[What the task requires]
Let the output be exactly the lines from the one containing "Please pin the recessed" through the end of the records below, both included.

[Excerpted data]
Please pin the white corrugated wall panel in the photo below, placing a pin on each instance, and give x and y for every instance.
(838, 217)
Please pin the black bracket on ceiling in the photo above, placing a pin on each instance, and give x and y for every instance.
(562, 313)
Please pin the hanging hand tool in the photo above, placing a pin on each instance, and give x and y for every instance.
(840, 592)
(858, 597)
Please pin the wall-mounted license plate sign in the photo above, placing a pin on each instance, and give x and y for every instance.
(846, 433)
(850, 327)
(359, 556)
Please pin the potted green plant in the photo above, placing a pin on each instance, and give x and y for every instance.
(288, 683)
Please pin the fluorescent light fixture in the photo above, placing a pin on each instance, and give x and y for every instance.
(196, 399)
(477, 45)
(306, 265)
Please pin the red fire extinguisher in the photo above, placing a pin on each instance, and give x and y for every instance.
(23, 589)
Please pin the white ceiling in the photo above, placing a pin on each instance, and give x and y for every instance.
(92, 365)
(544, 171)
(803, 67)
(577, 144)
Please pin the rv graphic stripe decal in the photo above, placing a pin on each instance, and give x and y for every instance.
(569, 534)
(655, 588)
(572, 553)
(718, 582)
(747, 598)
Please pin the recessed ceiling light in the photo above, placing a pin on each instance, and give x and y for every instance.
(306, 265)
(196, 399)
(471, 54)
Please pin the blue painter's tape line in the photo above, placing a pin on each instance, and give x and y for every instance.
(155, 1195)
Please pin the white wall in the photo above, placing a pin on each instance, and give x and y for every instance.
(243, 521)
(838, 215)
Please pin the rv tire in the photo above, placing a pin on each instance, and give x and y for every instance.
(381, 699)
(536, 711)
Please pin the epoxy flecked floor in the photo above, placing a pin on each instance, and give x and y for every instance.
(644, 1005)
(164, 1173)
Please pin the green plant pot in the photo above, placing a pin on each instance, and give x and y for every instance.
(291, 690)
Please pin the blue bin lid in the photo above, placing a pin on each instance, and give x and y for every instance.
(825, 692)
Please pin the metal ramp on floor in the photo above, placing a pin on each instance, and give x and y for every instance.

[Answer to this exercise]
Please pin the recessed ceiling light in the photo above, placing a pin on each instance, and give x and y for every instance.
(306, 265)
(196, 399)
(471, 54)
Please pin the blue painter's tape line in the photo above, placing a pin on each instance, and give x and y for every instance.
(155, 1195)
Please pin the white wall in the photo above, placing a pin on each instance, and give x and y for every instance.
(243, 521)
(838, 215)
Please pin the rv tire in the photo above, placing a pin on each instance, and give x and y for every instance.
(381, 699)
(536, 711)
Please pin the epoxy flecked floor in the photo above, placing a pin on each instance, and give x and y for every instance.
(644, 1005)
(164, 1173)
Please pin the green plant pot in the photo above, placing a pin on each instance, and give x and y for every instance.
(291, 690)
Please pin the blue bin lid in the photo above, placing a pin on each instance, and give x and y for every instance.
(825, 692)
Please pin the metal ramp on floor in the photo above, placing a pin on each instance, and give x and y for every instance.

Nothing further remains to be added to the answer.